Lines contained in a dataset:

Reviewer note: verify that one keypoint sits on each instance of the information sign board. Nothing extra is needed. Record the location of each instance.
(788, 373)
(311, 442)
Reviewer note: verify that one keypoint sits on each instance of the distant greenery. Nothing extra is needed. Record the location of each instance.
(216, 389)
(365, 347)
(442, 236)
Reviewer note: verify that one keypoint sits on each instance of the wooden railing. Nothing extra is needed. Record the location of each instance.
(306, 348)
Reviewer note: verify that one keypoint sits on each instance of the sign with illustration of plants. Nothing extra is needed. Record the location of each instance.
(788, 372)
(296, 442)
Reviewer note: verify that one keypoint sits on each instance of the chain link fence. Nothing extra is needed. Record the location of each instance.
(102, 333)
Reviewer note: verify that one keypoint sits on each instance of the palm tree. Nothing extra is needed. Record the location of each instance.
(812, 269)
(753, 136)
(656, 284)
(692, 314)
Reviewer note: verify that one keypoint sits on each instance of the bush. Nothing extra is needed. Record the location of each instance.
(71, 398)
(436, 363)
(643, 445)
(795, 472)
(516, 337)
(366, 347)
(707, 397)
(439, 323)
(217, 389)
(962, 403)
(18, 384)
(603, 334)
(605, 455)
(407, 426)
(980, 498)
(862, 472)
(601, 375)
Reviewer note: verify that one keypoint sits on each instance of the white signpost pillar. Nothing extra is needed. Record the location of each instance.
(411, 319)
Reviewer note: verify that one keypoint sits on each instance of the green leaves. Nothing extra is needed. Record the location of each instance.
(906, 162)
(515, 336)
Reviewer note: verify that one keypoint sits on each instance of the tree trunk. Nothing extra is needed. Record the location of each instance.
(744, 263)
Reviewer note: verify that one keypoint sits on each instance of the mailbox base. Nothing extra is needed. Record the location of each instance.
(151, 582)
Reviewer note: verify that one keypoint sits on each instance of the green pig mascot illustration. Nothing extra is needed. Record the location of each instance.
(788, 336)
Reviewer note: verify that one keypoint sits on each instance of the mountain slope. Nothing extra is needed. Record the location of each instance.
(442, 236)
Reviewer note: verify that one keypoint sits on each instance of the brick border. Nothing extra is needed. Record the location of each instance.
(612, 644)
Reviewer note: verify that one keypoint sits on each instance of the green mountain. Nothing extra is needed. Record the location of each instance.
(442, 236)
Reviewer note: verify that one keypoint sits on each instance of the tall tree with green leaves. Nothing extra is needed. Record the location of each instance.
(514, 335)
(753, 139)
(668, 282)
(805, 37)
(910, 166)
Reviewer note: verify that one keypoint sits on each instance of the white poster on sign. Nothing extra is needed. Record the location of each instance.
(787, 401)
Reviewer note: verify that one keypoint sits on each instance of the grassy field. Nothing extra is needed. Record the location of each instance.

WHAT IS EXPECTED:
Edit the lines from the one containing "the white poster" through the last line by replacing "grassy field" with "lawn", and leave everything else unchanged.

CORRECT ANSWER:
Reviewer note: verify that one keypoint sits on each instance of the white poster on sign. Nothing extra is needed. Record the location of each instance.
(787, 401)
Reviewer note: verify that one keypoint sits on each instance of the lawn. Nothing extra is needed. Record the location of each instance.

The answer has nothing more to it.